| Given problem |
Filter the entries below, keeping only the lines that contain the string "leaf". Treat uppercase and lowercase letters as different.

[Start Records for the exercise]

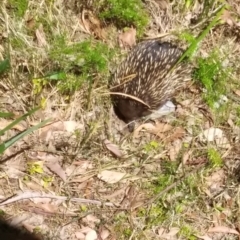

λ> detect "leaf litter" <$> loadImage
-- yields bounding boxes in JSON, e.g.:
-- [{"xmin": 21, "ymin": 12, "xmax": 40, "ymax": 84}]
[{"xmin": 1, "ymin": 1, "xmax": 238, "ymax": 240}]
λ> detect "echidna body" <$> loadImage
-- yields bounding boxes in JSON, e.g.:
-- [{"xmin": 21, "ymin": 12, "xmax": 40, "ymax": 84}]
[{"xmin": 110, "ymin": 40, "xmax": 190, "ymax": 123}]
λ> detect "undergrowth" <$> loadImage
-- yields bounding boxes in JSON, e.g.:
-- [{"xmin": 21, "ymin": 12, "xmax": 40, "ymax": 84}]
[
  {"xmin": 193, "ymin": 51, "xmax": 230, "ymax": 109},
  {"xmin": 98, "ymin": 0, "xmax": 149, "ymax": 36}
]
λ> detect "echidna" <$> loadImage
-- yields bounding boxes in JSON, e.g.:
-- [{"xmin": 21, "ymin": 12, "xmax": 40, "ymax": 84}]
[{"xmin": 110, "ymin": 40, "xmax": 190, "ymax": 130}]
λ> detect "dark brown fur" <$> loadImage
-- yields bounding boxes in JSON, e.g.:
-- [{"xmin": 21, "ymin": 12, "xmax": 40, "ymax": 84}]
[
  {"xmin": 0, "ymin": 219, "xmax": 41, "ymax": 240},
  {"xmin": 110, "ymin": 40, "xmax": 190, "ymax": 127}
]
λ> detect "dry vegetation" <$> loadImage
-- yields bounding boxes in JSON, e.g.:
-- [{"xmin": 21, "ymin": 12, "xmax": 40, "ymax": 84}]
[{"xmin": 0, "ymin": 0, "xmax": 240, "ymax": 240}]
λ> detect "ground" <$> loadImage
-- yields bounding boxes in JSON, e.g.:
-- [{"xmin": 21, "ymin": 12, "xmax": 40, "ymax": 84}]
[{"xmin": 0, "ymin": 0, "xmax": 240, "ymax": 240}]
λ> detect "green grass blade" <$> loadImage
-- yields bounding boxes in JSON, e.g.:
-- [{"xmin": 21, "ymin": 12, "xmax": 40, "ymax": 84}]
[
  {"xmin": 176, "ymin": 5, "xmax": 225, "ymax": 64},
  {"xmin": 0, "ymin": 119, "xmax": 51, "ymax": 154},
  {"xmin": 0, "ymin": 112, "xmax": 14, "ymax": 118}
]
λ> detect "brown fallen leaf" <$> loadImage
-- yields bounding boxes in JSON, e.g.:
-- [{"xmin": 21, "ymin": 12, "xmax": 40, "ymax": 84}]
[
  {"xmin": 35, "ymin": 24, "xmax": 48, "ymax": 47},
  {"xmin": 208, "ymin": 226, "xmax": 240, "ymax": 235},
  {"xmin": 221, "ymin": 9, "xmax": 235, "ymax": 26},
  {"xmin": 118, "ymin": 27, "xmax": 137, "ymax": 48},
  {"xmin": 104, "ymin": 139, "xmax": 123, "ymax": 158},
  {"xmin": 168, "ymin": 140, "xmax": 182, "ymax": 161},
  {"xmin": 197, "ymin": 235, "xmax": 213, "ymax": 240},
  {"xmin": 97, "ymin": 170, "xmax": 128, "ymax": 183},
  {"xmin": 133, "ymin": 123, "xmax": 173, "ymax": 138},
  {"xmin": 165, "ymin": 127, "xmax": 186, "ymax": 143},
  {"xmin": 0, "ymin": 119, "xmax": 26, "ymax": 131}
]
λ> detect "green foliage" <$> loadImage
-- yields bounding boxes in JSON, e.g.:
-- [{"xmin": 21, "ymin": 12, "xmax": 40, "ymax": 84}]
[
  {"xmin": 179, "ymin": 224, "xmax": 198, "ymax": 240},
  {"xmin": 194, "ymin": 51, "xmax": 230, "ymax": 108},
  {"xmin": 97, "ymin": 0, "xmax": 149, "ymax": 35},
  {"xmin": 8, "ymin": 0, "xmax": 28, "ymax": 17},
  {"xmin": 49, "ymin": 36, "xmax": 114, "ymax": 92},
  {"xmin": 208, "ymin": 148, "xmax": 223, "ymax": 167},
  {"xmin": 236, "ymin": 106, "xmax": 240, "ymax": 126},
  {"xmin": 144, "ymin": 140, "xmax": 160, "ymax": 153},
  {"xmin": 28, "ymin": 162, "xmax": 43, "ymax": 175}
]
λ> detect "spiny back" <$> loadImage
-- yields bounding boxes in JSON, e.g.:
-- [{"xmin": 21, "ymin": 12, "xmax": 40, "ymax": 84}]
[{"xmin": 110, "ymin": 40, "xmax": 190, "ymax": 123}]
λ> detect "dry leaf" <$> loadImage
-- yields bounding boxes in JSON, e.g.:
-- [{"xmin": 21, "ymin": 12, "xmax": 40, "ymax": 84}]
[
  {"xmin": 0, "ymin": 119, "xmax": 26, "ymax": 131},
  {"xmin": 98, "ymin": 170, "xmax": 127, "ymax": 183},
  {"xmin": 169, "ymin": 140, "xmax": 182, "ymax": 161},
  {"xmin": 233, "ymin": 89, "xmax": 240, "ymax": 97},
  {"xmin": 199, "ymin": 127, "xmax": 230, "ymax": 148},
  {"xmin": 221, "ymin": 9, "xmax": 235, "ymax": 27},
  {"xmin": 133, "ymin": 123, "xmax": 172, "ymax": 138},
  {"xmin": 85, "ymin": 229, "xmax": 98, "ymax": 240},
  {"xmin": 100, "ymin": 229, "xmax": 110, "ymax": 240},
  {"xmin": 118, "ymin": 28, "xmax": 137, "ymax": 48},
  {"xmin": 104, "ymin": 139, "xmax": 123, "ymax": 158},
  {"xmin": 197, "ymin": 235, "xmax": 213, "ymax": 240},
  {"xmin": 35, "ymin": 24, "xmax": 48, "ymax": 47},
  {"xmin": 208, "ymin": 226, "xmax": 240, "ymax": 235},
  {"xmin": 165, "ymin": 127, "xmax": 185, "ymax": 143},
  {"xmin": 75, "ymin": 232, "xmax": 85, "ymax": 240}
]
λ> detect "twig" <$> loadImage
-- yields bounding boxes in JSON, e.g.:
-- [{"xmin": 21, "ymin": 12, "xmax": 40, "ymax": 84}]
[
  {"xmin": 144, "ymin": 165, "xmax": 203, "ymax": 205},
  {"xmin": 0, "ymin": 191, "xmax": 116, "ymax": 207}
]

[End Records for the exercise]

| Expected output |
λ> detect "leaf litter" <$> loadImage
λ> detect "brown fallen leaf" <$> loadImage
λ> detect "dry leaf" <$> loadImage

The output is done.